§ Provided text
[Start of section]

In 2010, our organization with the support of GNP+ conducted a study “Stigma Index”, which reflected the living conditions of HIV-positive people in Estonia. A colossal work was done, we interviewed 300 people, and were the only ones in the world who also interviewed people in prisons. The results of the research showed that the life of an HIV-positive person in Estonia is complicated, as he/she need to cope with issues related to stigma and discrimination, starting from medical centers where there is a very biased attitude towards patients and ending with public opinion. It turned out that in the north-east of Estonia, some people were in horrific conditions that they had to starve.
Client-centered medicine in practice
Based on the “Stigma Index” study data, jointly with international foundation AHF, we initiated the establishment of the clinic Linda for HIV treatment. We began to build it in the north-east, in the most troubled region with the predominantly Russian-speaking population. We proposed a model of a private clinic for HIV treatment, managed by the PLHIV community and professionals.
We went through a challenging path, as the medical community was not enthusiastic about our initiative. However, at the initial stage we were supported by the state in the person of the former Minister of Social Affairs who assured us that if the clinic meets all the necessary requirements, we will receive antiretroviral drugs to treat HIV infection.
The clinic was created, with our peculiarity, as client-oriented. Meaning, if you get in you can receive the whole range of services from testing to ARV therapy, including psychological and social support.
For the Estonian Network of PLHIV, the Linda Klinik license was necessary to ensure HIV testing, since non-governmental organizations do not have the right to do this.

[End of section]

§ Records
[Start of section]

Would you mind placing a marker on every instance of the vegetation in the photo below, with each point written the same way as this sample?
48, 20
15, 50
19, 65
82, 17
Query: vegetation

[End of section]

§ Problem 1
According to the text on the Linda clinic, why did the Estonian Network of PLHIV need the Linda Klinik license?
§ Problem 2
From the text on the Linda clinic, copy word for word the passage starting with "Client-centered medicine in" and going on through "treat HIV infection.".

§ Task result 1
The Estonian Network of PLHIV needed the license to ensure HIV testing. Non-governmental organizations do not have the right to do this testing.

§ Task result 2
Client-centered medicine in practice
Based on the “Stigma Index” study data, jointly with international foundation AHF, we initiated the establishment of the clinic Linda for HIV treatment. We began to build it in the north-east, in the most troubled region with the predominantly Russian-speaking population. We proposed a model of a private clinic for HIV treatment, managed by the PLHIV community and professionals.
We went through a challenging path, as the medical community was not enthusiastic about our initiative. However, at the initial stage we were supported by the state in the person of the former Minister of Social Affairs who assured us that if the clinic meets all the necessary requirements, we will receive antiretroviral drugs to treat HIV infection.